TASK STATEMENT:
Please retype the records below, starting at the line that contains "Reviewer note: confirm that each instance of the tall" and ending at the end of the records, with both ends included. Leave the pictures out of your answer.

THE DATA:

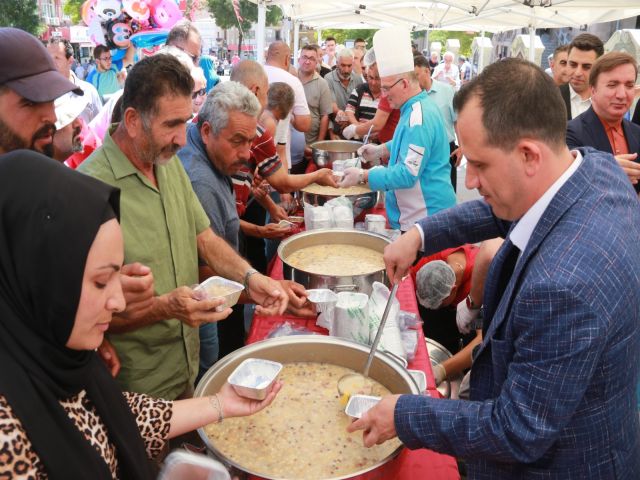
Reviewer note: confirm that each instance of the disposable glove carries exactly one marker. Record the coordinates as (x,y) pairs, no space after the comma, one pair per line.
(371,153)
(439,373)
(465,317)
(351,177)
(349,131)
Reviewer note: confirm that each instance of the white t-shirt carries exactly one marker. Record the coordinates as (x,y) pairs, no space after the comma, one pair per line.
(300,106)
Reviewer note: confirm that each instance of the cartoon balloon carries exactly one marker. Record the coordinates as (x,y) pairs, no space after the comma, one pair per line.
(108,9)
(87,11)
(166,14)
(118,34)
(136,9)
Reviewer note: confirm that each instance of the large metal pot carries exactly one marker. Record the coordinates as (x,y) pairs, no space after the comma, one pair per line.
(307,348)
(326,151)
(333,236)
(360,201)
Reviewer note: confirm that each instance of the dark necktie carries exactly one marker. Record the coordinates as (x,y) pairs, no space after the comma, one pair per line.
(508,257)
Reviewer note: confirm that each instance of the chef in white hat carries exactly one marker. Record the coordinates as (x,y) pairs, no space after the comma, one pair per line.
(67,140)
(417,178)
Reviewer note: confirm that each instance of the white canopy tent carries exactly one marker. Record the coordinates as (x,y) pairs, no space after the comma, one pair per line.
(459,15)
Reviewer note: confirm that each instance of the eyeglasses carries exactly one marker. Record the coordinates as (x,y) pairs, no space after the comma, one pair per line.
(200,93)
(388,89)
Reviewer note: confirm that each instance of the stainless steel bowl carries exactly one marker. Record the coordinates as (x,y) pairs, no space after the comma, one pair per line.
(307,348)
(326,151)
(333,236)
(360,201)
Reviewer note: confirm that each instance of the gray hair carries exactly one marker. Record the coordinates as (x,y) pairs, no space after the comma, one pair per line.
(345,52)
(181,31)
(224,98)
(434,283)
(182,56)
(280,96)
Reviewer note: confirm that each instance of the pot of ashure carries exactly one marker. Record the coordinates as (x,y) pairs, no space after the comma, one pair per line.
(341,260)
(291,439)
(361,196)
(326,151)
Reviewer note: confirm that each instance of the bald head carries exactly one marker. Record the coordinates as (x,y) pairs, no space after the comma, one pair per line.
(278,55)
(248,73)
(251,74)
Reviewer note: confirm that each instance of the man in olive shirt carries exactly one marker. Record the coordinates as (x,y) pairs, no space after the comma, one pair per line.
(165,227)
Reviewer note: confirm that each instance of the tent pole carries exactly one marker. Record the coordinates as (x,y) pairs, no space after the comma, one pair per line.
(296,40)
(532,43)
(481,56)
(260,32)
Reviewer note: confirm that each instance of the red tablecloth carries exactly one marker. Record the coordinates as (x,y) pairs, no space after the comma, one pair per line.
(410,464)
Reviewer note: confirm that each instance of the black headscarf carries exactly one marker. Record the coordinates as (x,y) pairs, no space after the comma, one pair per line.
(49,217)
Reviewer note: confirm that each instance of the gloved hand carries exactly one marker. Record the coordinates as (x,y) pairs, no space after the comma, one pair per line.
(349,131)
(439,373)
(351,177)
(371,152)
(465,317)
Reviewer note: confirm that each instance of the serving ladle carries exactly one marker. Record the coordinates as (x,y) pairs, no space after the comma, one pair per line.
(356,383)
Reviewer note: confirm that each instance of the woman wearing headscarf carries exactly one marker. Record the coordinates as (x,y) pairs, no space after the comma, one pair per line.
(62,415)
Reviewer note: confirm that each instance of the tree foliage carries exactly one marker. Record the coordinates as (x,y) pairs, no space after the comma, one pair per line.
(342,35)
(72,8)
(21,14)
(222,11)
(466,39)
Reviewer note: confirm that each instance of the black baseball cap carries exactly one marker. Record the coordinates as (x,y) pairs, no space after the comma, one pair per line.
(29,70)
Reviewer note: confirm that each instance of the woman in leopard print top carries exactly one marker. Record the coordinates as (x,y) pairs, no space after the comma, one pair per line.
(62,415)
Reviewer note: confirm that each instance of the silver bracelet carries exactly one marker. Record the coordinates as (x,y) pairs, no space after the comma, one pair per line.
(217,405)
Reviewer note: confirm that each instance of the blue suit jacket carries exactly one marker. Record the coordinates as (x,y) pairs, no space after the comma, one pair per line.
(586,130)
(553,384)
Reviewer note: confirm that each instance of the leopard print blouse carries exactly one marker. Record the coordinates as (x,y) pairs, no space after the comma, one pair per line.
(19,461)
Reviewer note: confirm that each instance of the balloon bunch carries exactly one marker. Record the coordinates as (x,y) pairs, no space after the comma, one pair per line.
(117,23)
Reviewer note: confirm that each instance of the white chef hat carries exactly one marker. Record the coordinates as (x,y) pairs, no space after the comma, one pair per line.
(393,51)
(68,107)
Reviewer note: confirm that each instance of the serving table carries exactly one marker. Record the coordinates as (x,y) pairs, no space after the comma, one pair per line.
(410,464)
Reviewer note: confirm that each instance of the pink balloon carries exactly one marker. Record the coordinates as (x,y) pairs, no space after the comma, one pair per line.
(166,14)
(87,12)
(137,9)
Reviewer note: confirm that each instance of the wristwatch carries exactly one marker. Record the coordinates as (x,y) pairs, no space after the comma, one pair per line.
(471,305)
(248,273)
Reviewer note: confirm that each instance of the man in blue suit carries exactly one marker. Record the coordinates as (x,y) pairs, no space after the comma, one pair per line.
(553,382)
(603,127)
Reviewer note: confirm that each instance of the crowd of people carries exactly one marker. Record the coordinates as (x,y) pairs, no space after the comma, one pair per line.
(103,337)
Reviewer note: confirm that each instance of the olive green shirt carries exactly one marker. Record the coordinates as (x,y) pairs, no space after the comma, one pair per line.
(159,226)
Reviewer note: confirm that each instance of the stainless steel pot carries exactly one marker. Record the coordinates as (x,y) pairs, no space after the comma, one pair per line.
(360,202)
(326,151)
(307,348)
(333,236)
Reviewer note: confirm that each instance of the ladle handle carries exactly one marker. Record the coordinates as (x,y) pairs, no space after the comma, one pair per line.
(383,320)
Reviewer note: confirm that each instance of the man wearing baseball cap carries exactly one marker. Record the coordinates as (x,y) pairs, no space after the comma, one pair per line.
(29,83)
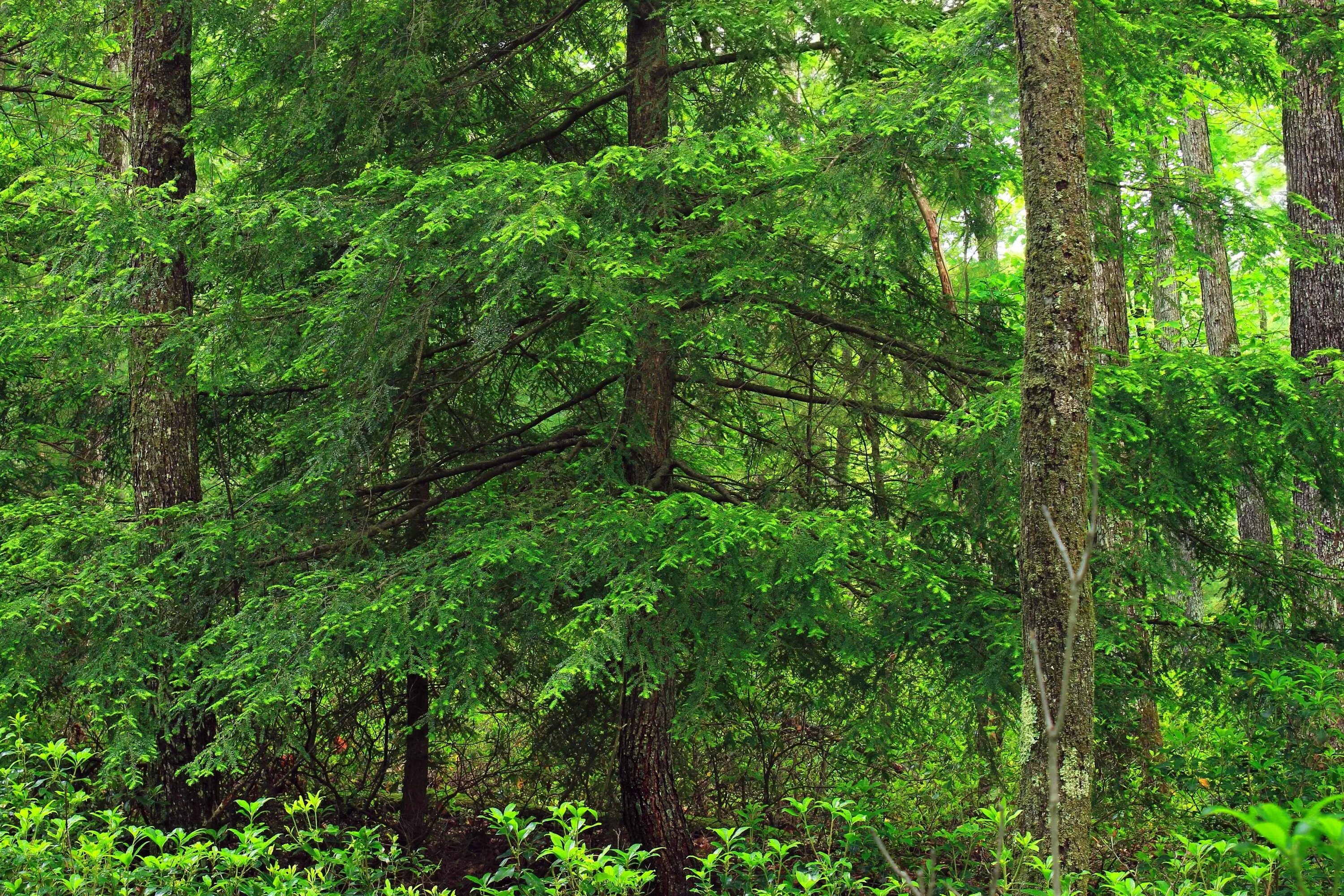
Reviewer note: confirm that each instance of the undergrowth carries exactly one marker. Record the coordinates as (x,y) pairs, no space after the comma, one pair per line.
(56,840)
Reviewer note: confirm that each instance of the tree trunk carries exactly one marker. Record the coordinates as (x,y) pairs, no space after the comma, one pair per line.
(984,226)
(1109,267)
(1314,154)
(650,806)
(930,220)
(1055,396)
(1167,315)
(115,150)
(1215,291)
(416,774)
(1215,281)
(164,465)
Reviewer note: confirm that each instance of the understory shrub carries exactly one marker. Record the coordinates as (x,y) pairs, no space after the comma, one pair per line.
(56,840)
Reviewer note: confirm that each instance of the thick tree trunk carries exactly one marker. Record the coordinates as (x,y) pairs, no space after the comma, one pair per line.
(1167,315)
(416,775)
(1215,281)
(1109,281)
(650,806)
(164,464)
(1314,154)
(1215,291)
(1055,396)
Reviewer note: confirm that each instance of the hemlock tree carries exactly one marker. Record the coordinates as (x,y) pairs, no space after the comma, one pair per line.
(1055,396)
(1314,155)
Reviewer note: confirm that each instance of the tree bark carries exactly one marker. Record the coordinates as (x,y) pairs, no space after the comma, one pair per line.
(930,220)
(1109,280)
(164,462)
(414,813)
(416,775)
(1055,396)
(1215,281)
(650,806)
(115,150)
(984,225)
(1167,315)
(1215,291)
(1314,154)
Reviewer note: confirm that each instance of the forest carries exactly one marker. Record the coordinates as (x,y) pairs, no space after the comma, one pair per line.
(718,448)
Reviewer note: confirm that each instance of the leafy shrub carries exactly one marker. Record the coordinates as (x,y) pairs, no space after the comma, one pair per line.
(54,841)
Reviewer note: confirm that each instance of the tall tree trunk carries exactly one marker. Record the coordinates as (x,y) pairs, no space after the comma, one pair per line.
(650,806)
(1167,315)
(1109,281)
(1215,281)
(984,228)
(930,220)
(984,224)
(115,150)
(164,464)
(1055,396)
(414,813)
(1314,154)
(1215,292)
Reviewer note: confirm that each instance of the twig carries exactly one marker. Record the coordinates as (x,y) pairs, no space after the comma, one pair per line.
(1054,726)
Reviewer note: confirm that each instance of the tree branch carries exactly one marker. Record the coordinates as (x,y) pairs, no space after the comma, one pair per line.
(514,45)
(814,398)
(885,342)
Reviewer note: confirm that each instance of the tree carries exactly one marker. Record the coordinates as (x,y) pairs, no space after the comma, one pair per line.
(164,460)
(164,457)
(1055,396)
(650,806)
(1314,154)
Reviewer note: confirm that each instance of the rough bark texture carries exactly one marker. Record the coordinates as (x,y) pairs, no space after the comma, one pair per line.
(115,150)
(416,777)
(1215,281)
(414,813)
(650,806)
(1109,283)
(164,465)
(1055,396)
(1167,316)
(1314,154)
(930,220)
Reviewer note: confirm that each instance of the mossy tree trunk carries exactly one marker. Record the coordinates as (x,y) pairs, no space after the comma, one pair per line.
(164,462)
(650,806)
(1055,396)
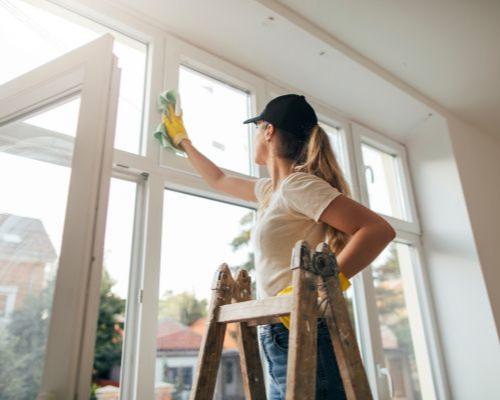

WORKED ANSWER:
Reviewer note: confirm that each instance of the tall tree trunk carries exactly one marker. Record the coordinates as (x,y) pairs, no space after the comma, one pair per line.
(650,806)
(1167,315)
(1109,281)
(1215,281)
(984,228)
(930,220)
(984,224)
(115,150)
(164,464)
(1055,396)
(414,813)
(1314,154)
(1215,292)
Reviewer note: confirm that each instance of the twig carries exactly one marker. Record the coordinates as (x,y) pairs, no space after the comma, one pair per line.
(1054,726)
Reviewer note: confirm that each instance of the tree branch carries exactly one marker. Record the coordinates as (x,y) pairs, no space after the comma, one pair per line.
(514,45)
(814,398)
(885,342)
Reviewer note: confirm that each instance of the tree carries exactly one marker. Record the coordinates as (x,y) pairs, no space after the comma, one pair per line.
(164,460)
(164,457)
(1055,396)
(650,806)
(1314,154)
Reviewer note: confirm that each instance of the rough bark texture carries exactly one marker. Record the coordinates as (x,y) pairs, no space after the comma, one pair per line.
(115,150)
(416,777)
(1215,281)
(414,813)
(650,806)
(1109,283)
(164,465)
(1055,396)
(1167,316)
(1314,154)
(930,220)
Reviewer note: confirm that each instance of the mossy tree trunk carries exactly one marker. Record the coordinates as (x,y) pairs, no space after the comma, one pair per line.
(164,462)
(650,806)
(1055,396)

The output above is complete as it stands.